Data in this exercise
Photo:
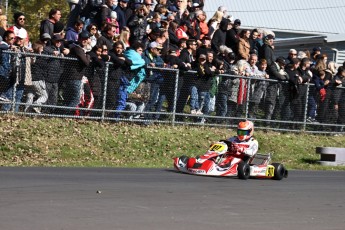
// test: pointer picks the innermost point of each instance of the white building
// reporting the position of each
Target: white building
(297, 24)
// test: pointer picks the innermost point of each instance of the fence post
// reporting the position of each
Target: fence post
(175, 96)
(106, 75)
(306, 108)
(247, 99)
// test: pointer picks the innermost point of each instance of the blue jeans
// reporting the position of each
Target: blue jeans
(222, 104)
(18, 97)
(204, 102)
(72, 93)
(122, 95)
(194, 98)
(154, 95)
(312, 106)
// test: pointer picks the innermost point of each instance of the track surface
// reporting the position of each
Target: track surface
(67, 198)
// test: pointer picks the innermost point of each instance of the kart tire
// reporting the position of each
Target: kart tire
(279, 171)
(184, 159)
(243, 170)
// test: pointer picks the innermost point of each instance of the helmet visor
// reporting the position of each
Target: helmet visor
(243, 132)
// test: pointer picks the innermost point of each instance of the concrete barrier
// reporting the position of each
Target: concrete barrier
(331, 156)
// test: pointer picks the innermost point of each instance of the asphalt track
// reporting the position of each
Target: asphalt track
(119, 198)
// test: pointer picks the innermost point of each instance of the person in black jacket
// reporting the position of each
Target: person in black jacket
(54, 71)
(95, 74)
(38, 88)
(73, 75)
(219, 36)
(186, 81)
(300, 101)
(276, 72)
(232, 35)
(119, 78)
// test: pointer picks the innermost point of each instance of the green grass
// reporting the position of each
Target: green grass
(62, 142)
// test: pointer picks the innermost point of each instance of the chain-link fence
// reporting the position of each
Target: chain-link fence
(53, 86)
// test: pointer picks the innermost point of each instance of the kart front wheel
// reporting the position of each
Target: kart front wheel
(279, 171)
(243, 170)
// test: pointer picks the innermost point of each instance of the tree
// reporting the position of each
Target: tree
(35, 11)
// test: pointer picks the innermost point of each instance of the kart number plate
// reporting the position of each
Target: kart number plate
(270, 171)
(218, 147)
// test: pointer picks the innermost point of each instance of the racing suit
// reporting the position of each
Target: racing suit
(249, 147)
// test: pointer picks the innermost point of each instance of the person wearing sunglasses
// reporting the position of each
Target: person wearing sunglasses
(18, 27)
(5, 65)
(244, 142)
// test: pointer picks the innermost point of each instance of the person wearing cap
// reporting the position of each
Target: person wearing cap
(243, 49)
(45, 38)
(106, 13)
(213, 23)
(107, 36)
(137, 24)
(292, 54)
(5, 64)
(18, 79)
(152, 57)
(37, 90)
(232, 36)
(276, 71)
(18, 27)
(149, 6)
(199, 25)
(186, 81)
(267, 50)
(181, 31)
(298, 102)
(73, 32)
(123, 13)
(219, 36)
(113, 20)
(54, 70)
(119, 78)
(47, 25)
(73, 75)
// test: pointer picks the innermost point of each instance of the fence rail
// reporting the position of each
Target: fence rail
(41, 85)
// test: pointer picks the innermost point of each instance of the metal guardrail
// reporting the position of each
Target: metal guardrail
(161, 112)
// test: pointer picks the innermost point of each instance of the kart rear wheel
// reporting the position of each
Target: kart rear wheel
(184, 159)
(243, 170)
(279, 171)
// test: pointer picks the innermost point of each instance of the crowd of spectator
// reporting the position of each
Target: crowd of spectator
(167, 34)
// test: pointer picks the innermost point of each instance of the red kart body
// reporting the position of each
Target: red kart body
(218, 161)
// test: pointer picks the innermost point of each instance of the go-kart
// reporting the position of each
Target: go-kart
(219, 161)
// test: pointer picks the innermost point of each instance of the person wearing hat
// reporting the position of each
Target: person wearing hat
(45, 38)
(301, 82)
(288, 92)
(266, 51)
(219, 36)
(18, 27)
(232, 36)
(74, 74)
(152, 57)
(5, 64)
(107, 36)
(47, 25)
(137, 24)
(54, 70)
(199, 25)
(72, 32)
(182, 30)
(276, 71)
(123, 13)
(18, 79)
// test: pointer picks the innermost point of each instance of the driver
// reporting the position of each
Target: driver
(244, 142)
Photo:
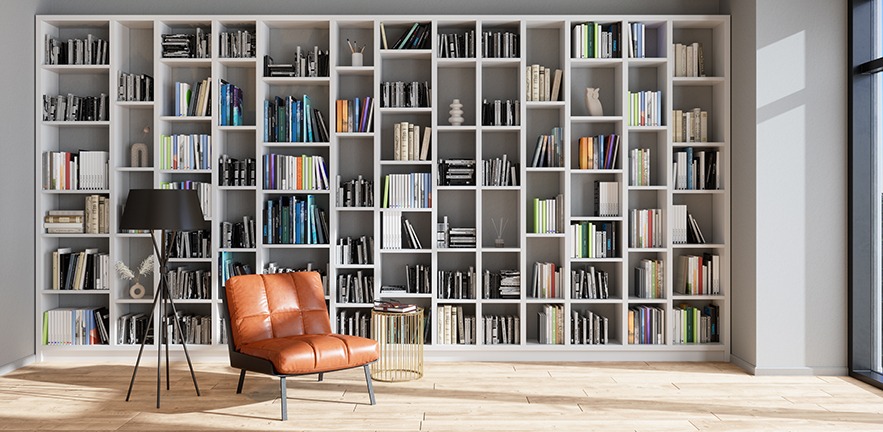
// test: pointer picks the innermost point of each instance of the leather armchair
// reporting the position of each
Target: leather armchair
(278, 324)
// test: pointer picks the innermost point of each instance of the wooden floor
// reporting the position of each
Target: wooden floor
(451, 396)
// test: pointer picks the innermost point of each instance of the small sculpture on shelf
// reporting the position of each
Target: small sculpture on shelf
(499, 242)
(456, 113)
(139, 152)
(593, 103)
(137, 290)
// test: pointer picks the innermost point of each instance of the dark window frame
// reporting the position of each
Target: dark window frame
(862, 155)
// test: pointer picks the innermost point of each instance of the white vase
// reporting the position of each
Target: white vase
(456, 112)
(593, 103)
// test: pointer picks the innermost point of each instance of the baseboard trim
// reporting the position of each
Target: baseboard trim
(788, 371)
(20, 363)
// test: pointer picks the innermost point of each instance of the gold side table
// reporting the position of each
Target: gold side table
(400, 338)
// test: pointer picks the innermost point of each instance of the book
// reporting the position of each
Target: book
(393, 306)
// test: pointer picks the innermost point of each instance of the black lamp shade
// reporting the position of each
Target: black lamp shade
(165, 209)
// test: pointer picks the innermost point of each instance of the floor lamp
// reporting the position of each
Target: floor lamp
(168, 211)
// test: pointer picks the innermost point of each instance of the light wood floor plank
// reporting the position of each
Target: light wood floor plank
(605, 396)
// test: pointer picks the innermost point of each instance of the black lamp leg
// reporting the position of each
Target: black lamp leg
(143, 340)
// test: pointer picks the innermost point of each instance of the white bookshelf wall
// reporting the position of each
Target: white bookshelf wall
(134, 43)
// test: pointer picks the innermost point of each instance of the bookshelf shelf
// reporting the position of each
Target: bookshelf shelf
(135, 48)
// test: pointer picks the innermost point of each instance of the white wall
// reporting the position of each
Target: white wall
(790, 184)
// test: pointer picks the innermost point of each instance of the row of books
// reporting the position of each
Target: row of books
(272, 267)
(203, 190)
(646, 228)
(453, 326)
(407, 143)
(288, 172)
(457, 284)
(589, 283)
(294, 220)
(646, 325)
(413, 190)
(637, 40)
(500, 44)
(456, 172)
(684, 228)
(237, 44)
(599, 152)
(696, 325)
(548, 150)
(542, 85)
(551, 324)
(456, 45)
(596, 40)
(230, 267)
(689, 60)
(190, 244)
(235, 172)
(548, 215)
(195, 99)
(184, 45)
(400, 94)
(606, 198)
(92, 220)
(194, 329)
(358, 192)
(134, 87)
(645, 108)
(594, 240)
(501, 112)
(76, 326)
(696, 169)
(83, 170)
(689, 125)
(698, 275)
(288, 119)
(230, 101)
(355, 250)
(238, 235)
(76, 108)
(188, 284)
(502, 329)
(306, 64)
(354, 322)
(639, 167)
(547, 281)
(84, 270)
(132, 329)
(92, 50)
(649, 279)
(500, 171)
(355, 288)
(354, 115)
(589, 328)
(416, 37)
(185, 152)
(397, 232)
(502, 284)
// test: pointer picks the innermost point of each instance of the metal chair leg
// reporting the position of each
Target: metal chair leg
(241, 381)
(284, 398)
(370, 386)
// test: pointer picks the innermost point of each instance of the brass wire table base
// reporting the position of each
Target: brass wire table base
(400, 337)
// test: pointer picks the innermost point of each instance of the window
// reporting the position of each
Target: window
(866, 191)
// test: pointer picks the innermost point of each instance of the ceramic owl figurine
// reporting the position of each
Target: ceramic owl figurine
(593, 103)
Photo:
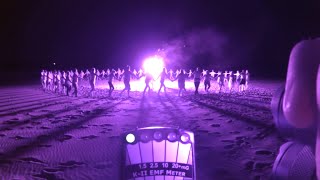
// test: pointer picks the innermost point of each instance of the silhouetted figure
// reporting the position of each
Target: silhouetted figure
(242, 81)
(111, 76)
(75, 82)
(68, 83)
(126, 80)
(147, 81)
(197, 78)
(92, 80)
(171, 74)
(207, 80)
(220, 80)
(181, 82)
(163, 77)
(247, 79)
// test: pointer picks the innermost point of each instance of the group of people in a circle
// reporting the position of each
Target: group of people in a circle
(64, 81)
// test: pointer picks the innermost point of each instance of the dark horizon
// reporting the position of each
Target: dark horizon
(254, 35)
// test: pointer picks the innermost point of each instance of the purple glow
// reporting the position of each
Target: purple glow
(153, 65)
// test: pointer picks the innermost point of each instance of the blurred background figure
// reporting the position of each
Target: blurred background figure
(163, 77)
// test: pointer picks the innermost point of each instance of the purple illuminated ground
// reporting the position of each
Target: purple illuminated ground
(49, 136)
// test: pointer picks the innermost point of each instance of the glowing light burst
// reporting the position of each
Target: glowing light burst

Work request
Every line from the one containing "Target: purple glow" through the last line of the entries above must be output exactly. Leave the rest out.

Answer area
Target: purple glow
(153, 65)
// test: pointer picks the innermost point of each instance of the blurred background figure
// reporting the position of each
Target: blurred background figure
(163, 77)
// test: pointer picks the innermost point of each instance of the purple illuminated ground
// reporting the position of each
Target: purple illuminated ground
(49, 136)
// test: pointer picks the innermost point of each instance of the glowing light burst
// reporting the position of each
Target: glowing light burst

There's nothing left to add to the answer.